• Task goal
Reproduce the lines of the material exactly, excluding every image.

• Excerpted data

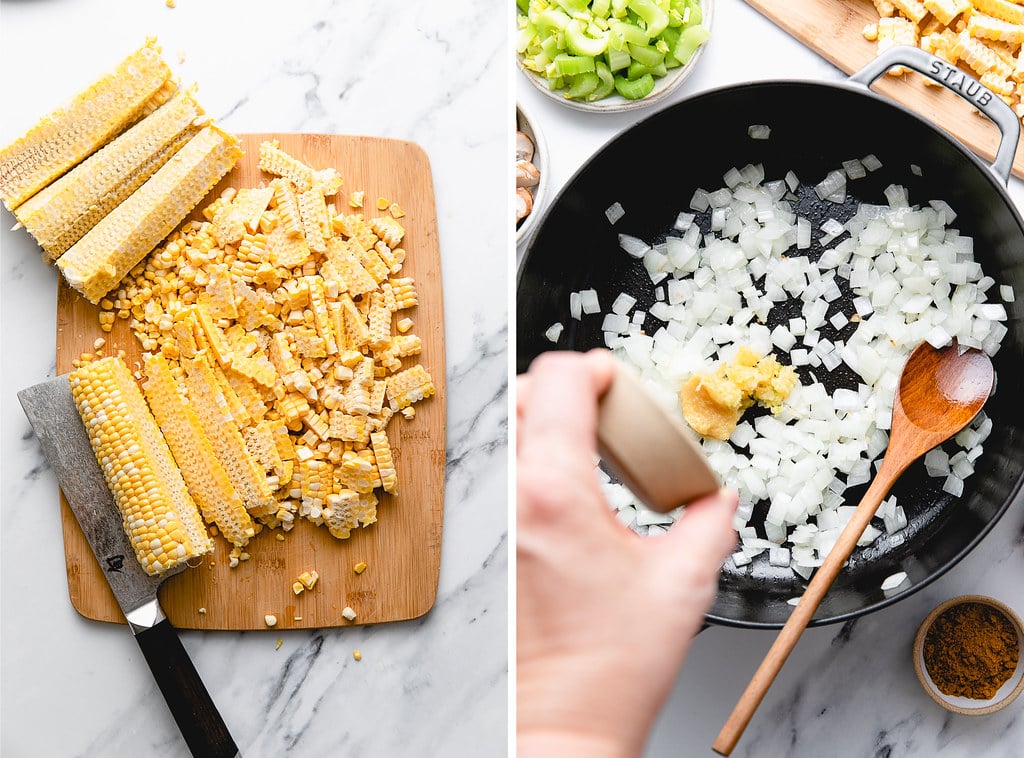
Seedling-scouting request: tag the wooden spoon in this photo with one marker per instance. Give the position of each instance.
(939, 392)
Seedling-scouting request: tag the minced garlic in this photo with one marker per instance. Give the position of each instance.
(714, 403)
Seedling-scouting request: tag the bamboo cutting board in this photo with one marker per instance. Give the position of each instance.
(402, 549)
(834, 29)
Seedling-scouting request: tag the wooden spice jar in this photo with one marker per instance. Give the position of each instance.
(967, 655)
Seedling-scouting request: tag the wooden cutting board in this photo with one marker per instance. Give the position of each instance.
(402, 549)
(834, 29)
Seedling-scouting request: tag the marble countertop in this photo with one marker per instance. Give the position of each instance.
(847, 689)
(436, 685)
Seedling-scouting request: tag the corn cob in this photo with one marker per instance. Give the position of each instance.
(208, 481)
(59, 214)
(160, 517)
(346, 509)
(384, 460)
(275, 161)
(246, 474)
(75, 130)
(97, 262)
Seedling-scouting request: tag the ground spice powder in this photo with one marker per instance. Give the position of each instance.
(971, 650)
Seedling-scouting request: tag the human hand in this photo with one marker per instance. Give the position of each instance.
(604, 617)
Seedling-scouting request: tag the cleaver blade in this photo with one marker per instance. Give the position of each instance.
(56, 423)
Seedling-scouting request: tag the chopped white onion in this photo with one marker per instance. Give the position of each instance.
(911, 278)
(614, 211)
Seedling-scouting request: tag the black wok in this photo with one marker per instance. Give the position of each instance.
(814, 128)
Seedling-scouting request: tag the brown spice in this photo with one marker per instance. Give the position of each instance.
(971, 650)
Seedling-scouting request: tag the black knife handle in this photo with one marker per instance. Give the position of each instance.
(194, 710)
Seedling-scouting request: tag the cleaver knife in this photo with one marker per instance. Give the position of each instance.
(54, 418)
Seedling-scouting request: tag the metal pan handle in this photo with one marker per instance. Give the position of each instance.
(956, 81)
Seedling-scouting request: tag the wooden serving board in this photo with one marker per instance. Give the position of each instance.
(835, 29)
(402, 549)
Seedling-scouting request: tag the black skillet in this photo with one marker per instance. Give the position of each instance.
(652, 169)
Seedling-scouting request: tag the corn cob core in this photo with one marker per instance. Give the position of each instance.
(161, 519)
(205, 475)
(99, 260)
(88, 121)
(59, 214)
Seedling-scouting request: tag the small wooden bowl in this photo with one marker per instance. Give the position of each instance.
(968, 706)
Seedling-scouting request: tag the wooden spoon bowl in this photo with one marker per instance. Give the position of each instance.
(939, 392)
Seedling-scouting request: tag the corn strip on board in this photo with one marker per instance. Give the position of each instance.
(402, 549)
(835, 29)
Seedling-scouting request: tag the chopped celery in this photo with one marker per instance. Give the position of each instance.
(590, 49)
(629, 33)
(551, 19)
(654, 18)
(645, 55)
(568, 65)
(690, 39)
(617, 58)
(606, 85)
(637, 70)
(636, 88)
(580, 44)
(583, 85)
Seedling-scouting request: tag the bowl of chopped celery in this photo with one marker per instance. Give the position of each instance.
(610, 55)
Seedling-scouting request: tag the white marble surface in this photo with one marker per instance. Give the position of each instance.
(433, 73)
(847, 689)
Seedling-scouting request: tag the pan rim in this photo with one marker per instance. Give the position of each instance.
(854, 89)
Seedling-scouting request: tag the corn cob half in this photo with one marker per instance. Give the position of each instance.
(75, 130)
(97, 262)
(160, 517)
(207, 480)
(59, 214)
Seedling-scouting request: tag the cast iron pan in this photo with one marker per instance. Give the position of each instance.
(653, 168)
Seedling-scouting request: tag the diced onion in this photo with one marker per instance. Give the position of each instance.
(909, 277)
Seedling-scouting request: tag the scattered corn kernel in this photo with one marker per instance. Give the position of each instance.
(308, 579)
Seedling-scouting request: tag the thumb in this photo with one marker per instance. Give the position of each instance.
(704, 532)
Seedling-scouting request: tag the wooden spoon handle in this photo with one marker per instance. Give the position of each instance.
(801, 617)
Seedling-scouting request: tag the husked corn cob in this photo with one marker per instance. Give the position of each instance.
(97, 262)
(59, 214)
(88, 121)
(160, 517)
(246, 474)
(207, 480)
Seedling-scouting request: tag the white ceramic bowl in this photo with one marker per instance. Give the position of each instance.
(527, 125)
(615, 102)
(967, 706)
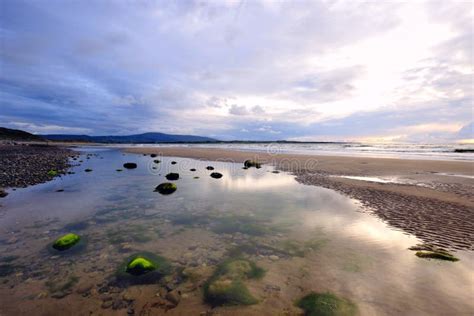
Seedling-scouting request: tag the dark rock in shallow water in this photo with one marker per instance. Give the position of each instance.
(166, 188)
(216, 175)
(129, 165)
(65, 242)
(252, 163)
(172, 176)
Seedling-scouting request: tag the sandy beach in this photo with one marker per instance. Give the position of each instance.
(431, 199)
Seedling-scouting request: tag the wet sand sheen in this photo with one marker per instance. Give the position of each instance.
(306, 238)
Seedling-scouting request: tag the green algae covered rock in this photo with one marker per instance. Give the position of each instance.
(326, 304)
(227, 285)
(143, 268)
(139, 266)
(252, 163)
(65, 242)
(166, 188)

• Result of the task
Seedling-scouting request: tag the wooden spoon in this photo with one marker per instance. Give the position of each instance.
(939, 392)
Seedling-scouting request: tag the minced garlic in this photo with one marker per instance. Give the position of each instance.
(714, 403)
Seedling-scouting request: tag the bamboo cutting board in this photo with one marker per instance. Give the position of each instance.
(402, 549)
(834, 29)
Seedling-scouting request: tag the wooden spice jar in this photo with one marker per instance. Give the position of each instance.
(967, 655)
Seedling-scouting request: tag the wooden cutting board in this photo with one marker per instance. Give the position of each instance.
(402, 549)
(834, 29)
Seedling-scouting request: tag the marble countertop in this photo with one marker per instance. Give the position of each instance.
(847, 689)
(436, 685)
Seedling-scouting request: tag the corn cob in this photo with one marker per instance. Give the position of each instance.
(208, 481)
(59, 214)
(160, 517)
(346, 509)
(384, 460)
(275, 161)
(246, 474)
(75, 130)
(97, 262)
Seedling-scouting request: tag the ground spice powder in this photo with one marker per instance. Give the position of each instance.
(971, 650)
Seedling-scouting request: tag the human hand in this photo with one marker per instance. Give the position of each instance.
(604, 617)
Seedling-scouting request: tag the cleaver blade in this photo with one marker per instance. Give the position of each instance.
(56, 423)
Seedling-scouting request: tag the chopped white onion in this photo with one marker per instance. Give the position of each instance.
(911, 278)
(614, 211)
Seedling-scouting request: tag the black wok in this photo with one marker per instance. Give the position of each instance.
(814, 128)
Seedling-scouting request: tag the brown spice in this photo with one marker per instance. Give the position of each instance.
(971, 650)
Seedling-scouting request: tag the black knife handle in this photo with one marker per instance. Give the position of each instance.
(194, 710)
Seedling-scouting request: tag the cleaver knife in this photo with one marker per instance. Give the position of each instance.
(54, 418)
Seedling-scouting request: tag the metal pan handle in this photo with one marker per instance. Give the position of each instance.
(956, 81)
Seedling-scouting request: tag the wooden serving board in this photo with one marker per instance. Give the position of each instance.
(835, 29)
(402, 549)
Seedling-scouting request: tag the black skillet in this photo with one marker per instance. Give the position of each instance.
(652, 169)
Seedling-scouting request: tag the corn cob core in this photo with one marker per instance. Give the position of each instance.
(161, 519)
(205, 475)
(99, 260)
(88, 121)
(59, 214)
Seedling-scouting request: tag the small wooden bowl in this photo with one marker per instance. Give the position of each instance.
(968, 706)
Seedling-scouting request: tag the wooden spoon bowl in this photo with one marker per instance. Give the position of each instance.
(939, 392)
Seedling-scouting request: tag the corn strip on board in this photo with one marker per instance. Give the position of each instance.
(402, 549)
(835, 29)
Seedling-scouting request: tag the chopped celery in this photo with one marker per instance. Give the position of each instance.
(590, 49)
(629, 33)
(551, 19)
(654, 18)
(645, 55)
(568, 65)
(690, 39)
(617, 58)
(606, 85)
(637, 70)
(636, 88)
(580, 44)
(583, 85)
Seedling-scouting request: tag the bowl of chopped celery in this photo with one marker per instance. Give the position of each instance.
(610, 55)
Seedling-scouting request: tag the white marble surface in this photo with one marker per instance. Give the position of each instance.
(433, 73)
(847, 689)
Seedling-scouting request: tag the pan rim in this photo with one marker per instance. Give the position of each instance.
(854, 89)
Seedling-scouting request: tag the corn cob half in this photo with one marker per instance. Give the position of each instance.
(75, 130)
(97, 262)
(160, 517)
(207, 480)
(59, 214)
Seedling-scouting request: tag the cast iron pan in this photo with one marker per instance. Give the position of each instance.
(653, 168)
Seedling-scouting request: tag the diced onion in this photo with one marker per instance. Give the position of each instance.
(909, 277)
Seedling-scouting request: tag the scattered corn kernel in this photo with one marker per instance. Give the position of each instance.
(308, 579)
Seedling-scouting request: tag the thumb in this photo with one marker per instance. Give the position of each instance.
(704, 532)
Seedling-scouting request: tag the wooden spoon handle in this photo with one marker per instance. Give the position of each instance.
(801, 617)
Seedling-scouting request: tag the husked corn cob in this photo with one marker per instance. Give the position of each instance.
(97, 262)
(59, 214)
(88, 121)
(160, 517)
(246, 474)
(207, 480)
Seedling-scouting request: tag the white ceramic bowl in this photo with one marker per instance. Give the position of each instance.
(527, 125)
(615, 102)
(967, 706)
Seedling-scouting request: tag the dark rock in shallow water in this photo with one marker per instance. Give the position of each instance.
(166, 188)
(216, 175)
(129, 165)
(65, 242)
(252, 163)
(172, 176)
Seedling-scouting request: tag the sandy beach in this photo with one marker per instance. Give the position of each instance.
(431, 199)
Seedling-scouting request: tag the wet sand sheen in this photo with one marker per instance. Give the position of each instance.
(306, 238)
Seedling-scouting request: tag the green algae covered rock in this photo with one marker per instance. Give the position of each instance.
(326, 304)
(227, 285)
(143, 268)
(139, 266)
(252, 163)
(65, 242)
(166, 188)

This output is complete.